Would you retype the line that contains "Target: man's hand" and all lines following it to the end of the entries below, exactly and without pictures?

BEGIN

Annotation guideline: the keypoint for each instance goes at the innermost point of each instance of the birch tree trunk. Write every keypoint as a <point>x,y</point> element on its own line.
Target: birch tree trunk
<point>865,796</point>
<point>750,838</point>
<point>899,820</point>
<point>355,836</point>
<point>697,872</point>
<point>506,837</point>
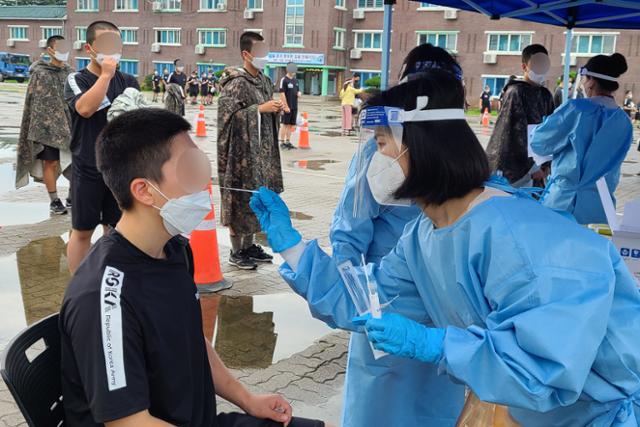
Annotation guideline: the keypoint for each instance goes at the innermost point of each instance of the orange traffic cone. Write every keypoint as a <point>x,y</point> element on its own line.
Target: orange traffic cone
<point>485,118</point>
<point>303,142</point>
<point>204,244</point>
<point>201,128</point>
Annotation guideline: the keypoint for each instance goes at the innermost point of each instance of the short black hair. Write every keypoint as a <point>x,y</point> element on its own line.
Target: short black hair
<point>53,39</point>
<point>531,50</point>
<point>135,145</point>
<point>610,65</point>
<point>247,39</point>
<point>99,25</point>
<point>446,160</point>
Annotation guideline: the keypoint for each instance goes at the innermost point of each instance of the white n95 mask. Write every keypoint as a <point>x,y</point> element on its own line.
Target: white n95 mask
<point>184,214</point>
<point>385,176</point>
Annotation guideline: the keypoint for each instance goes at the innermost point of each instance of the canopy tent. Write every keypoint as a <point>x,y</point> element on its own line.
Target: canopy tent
<point>614,14</point>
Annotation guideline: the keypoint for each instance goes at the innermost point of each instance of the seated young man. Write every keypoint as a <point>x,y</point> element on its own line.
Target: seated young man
<point>133,350</point>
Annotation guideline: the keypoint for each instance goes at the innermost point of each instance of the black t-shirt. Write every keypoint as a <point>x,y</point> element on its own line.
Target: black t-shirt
<point>180,79</point>
<point>486,99</point>
<point>132,338</point>
<point>290,89</point>
<point>84,132</point>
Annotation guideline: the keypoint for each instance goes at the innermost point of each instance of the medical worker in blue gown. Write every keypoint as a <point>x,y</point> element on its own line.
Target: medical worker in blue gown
<point>372,386</point>
<point>523,305</point>
<point>588,139</point>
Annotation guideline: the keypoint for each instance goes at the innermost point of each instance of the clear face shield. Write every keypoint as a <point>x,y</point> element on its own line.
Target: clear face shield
<point>380,146</point>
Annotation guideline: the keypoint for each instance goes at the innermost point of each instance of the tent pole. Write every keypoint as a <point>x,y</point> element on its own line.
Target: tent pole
<point>386,43</point>
<point>567,64</point>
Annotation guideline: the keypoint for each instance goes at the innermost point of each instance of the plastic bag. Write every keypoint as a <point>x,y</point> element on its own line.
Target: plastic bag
<point>477,413</point>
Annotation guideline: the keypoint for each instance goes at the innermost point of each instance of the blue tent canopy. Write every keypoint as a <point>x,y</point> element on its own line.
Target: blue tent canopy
<point>619,14</point>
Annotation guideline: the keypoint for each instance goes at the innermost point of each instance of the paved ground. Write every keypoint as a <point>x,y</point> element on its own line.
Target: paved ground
<point>261,329</point>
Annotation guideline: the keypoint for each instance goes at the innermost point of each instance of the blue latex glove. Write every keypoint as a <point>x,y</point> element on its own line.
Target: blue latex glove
<point>275,220</point>
<point>400,336</point>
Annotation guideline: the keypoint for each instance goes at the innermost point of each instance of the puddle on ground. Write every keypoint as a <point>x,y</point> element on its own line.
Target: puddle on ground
<point>316,165</point>
<point>257,331</point>
<point>247,331</point>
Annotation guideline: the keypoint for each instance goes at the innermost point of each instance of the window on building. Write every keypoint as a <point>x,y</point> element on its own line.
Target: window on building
<point>594,44</point>
<point>81,34</point>
<point>19,33</point>
<point>213,4</point>
<point>294,23</point>
<point>370,4</point>
<point>127,5</point>
<point>129,35</point>
<point>161,66</point>
<point>368,40</point>
<point>338,38</point>
<point>129,66</point>
<point>50,32</point>
<point>81,63</point>
<point>496,83</point>
<point>444,40</point>
<point>167,36</point>
<point>216,37</point>
<point>508,43</point>
<point>87,5</point>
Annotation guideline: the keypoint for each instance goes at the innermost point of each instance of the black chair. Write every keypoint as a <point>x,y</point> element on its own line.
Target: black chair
<point>35,385</point>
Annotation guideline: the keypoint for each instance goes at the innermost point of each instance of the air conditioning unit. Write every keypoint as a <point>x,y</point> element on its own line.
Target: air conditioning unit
<point>451,14</point>
<point>358,13</point>
<point>490,58</point>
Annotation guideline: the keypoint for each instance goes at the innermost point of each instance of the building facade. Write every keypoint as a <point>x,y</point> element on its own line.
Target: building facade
<point>329,39</point>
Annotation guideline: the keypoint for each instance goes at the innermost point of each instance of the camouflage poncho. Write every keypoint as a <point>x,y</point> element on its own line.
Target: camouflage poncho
<point>46,120</point>
<point>248,153</point>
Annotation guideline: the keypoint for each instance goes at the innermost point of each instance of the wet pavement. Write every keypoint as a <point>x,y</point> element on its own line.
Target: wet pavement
<point>261,329</point>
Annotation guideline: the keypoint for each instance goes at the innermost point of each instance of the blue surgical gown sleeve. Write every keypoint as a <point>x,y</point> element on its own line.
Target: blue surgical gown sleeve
<point>540,340</point>
<point>554,133</point>
<point>318,281</point>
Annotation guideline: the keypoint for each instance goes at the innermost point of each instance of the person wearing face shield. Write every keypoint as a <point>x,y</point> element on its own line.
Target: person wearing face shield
<point>480,283</point>
<point>525,102</point>
<point>89,94</point>
<point>248,153</point>
<point>588,139</point>
<point>43,145</point>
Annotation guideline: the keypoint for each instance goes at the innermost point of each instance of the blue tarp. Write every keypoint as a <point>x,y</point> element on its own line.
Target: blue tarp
<point>618,14</point>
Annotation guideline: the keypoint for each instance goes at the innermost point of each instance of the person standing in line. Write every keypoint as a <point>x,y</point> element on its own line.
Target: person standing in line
<point>248,154</point>
<point>289,94</point>
<point>44,135</point>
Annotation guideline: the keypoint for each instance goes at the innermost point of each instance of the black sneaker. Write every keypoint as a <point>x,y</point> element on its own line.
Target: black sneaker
<point>257,254</point>
<point>57,208</point>
<point>241,260</point>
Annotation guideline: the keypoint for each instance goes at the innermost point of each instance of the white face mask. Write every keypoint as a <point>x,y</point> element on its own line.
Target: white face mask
<point>101,56</point>
<point>184,214</point>
<point>537,78</point>
<point>60,56</point>
<point>260,63</point>
<point>385,176</point>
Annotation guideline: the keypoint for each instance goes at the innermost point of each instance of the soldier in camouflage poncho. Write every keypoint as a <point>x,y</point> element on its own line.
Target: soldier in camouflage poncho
<point>248,154</point>
<point>45,132</point>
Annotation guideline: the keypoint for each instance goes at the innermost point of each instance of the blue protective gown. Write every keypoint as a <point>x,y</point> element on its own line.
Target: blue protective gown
<point>376,390</point>
<point>588,139</point>
<point>540,314</point>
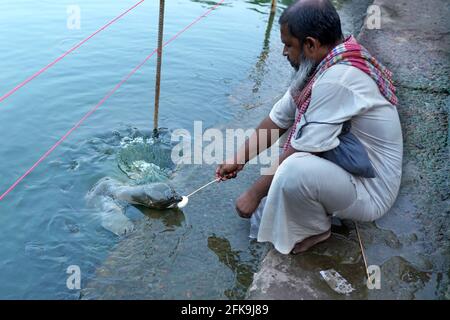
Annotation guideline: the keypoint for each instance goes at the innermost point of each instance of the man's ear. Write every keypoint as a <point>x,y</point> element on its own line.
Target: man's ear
<point>311,46</point>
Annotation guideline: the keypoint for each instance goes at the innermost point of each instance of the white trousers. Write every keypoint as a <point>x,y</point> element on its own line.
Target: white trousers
<point>305,192</point>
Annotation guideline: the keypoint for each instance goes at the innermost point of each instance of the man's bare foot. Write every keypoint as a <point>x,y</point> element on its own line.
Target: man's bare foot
<point>309,242</point>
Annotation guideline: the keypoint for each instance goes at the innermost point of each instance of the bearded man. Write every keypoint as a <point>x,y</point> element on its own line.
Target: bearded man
<point>337,85</point>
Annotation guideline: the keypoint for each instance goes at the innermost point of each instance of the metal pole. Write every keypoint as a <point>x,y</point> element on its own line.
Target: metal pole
<point>158,66</point>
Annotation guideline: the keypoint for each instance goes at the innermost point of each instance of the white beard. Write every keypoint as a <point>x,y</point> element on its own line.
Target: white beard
<point>301,77</point>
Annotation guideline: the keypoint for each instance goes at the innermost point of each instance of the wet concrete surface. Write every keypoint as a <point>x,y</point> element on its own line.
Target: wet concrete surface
<point>411,242</point>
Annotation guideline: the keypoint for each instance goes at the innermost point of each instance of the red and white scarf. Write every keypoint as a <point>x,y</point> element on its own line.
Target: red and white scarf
<point>351,53</point>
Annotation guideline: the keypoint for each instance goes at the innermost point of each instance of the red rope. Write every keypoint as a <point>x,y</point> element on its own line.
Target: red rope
<point>110,93</point>
<point>51,64</point>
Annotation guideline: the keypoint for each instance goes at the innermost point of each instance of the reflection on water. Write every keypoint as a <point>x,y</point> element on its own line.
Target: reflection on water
<point>146,158</point>
<point>171,218</point>
<point>231,258</point>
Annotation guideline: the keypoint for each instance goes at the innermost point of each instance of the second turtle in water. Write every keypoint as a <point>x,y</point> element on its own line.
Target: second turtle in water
<point>108,196</point>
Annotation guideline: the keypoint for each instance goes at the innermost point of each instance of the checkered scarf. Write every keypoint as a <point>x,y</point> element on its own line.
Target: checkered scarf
<point>351,53</point>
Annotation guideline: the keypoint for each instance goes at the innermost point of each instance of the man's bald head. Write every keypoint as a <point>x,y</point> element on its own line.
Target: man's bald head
<point>317,19</point>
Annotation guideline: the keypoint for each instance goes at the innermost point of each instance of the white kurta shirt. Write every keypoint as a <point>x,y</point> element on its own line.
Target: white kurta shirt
<point>341,93</point>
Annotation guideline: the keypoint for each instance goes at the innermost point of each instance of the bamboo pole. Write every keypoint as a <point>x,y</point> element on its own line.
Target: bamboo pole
<point>274,5</point>
<point>158,67</point>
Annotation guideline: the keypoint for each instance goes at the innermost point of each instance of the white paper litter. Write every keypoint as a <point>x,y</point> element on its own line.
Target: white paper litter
<point>336,282</point>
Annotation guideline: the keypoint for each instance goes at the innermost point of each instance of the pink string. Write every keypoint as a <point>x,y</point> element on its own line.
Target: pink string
<point>110,93</point>
<point>51,64</point>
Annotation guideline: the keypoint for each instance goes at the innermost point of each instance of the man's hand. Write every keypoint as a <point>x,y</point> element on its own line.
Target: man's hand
<point>228,170</point>
<point>247,203</point>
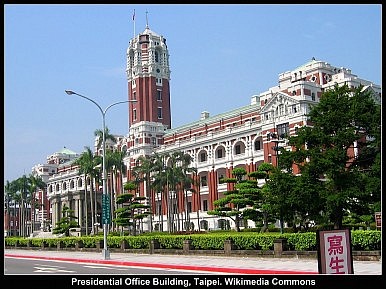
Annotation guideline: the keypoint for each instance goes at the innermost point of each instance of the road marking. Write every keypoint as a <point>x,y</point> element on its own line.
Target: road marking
<point>52,269</point>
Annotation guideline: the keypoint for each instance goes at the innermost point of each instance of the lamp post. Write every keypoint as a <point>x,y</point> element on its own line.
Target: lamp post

END

▸ Completed exercise
Target: man's hand
<point>228,170</point>
<point>247,203</point>
Annotation guideline: the keypoint for each instance goes at the innermost point of each instance of the road marking. Write every keypoint as a <point>x,y</point> element on its own line.
Target: road marking
<point>52,269</point>
Annotation guideline: the keypoint for each instance goes at the innermost point of each instance of the lamp post. Write every keypoint as a <point>x,y</point> element on its own line.
Target: lamp post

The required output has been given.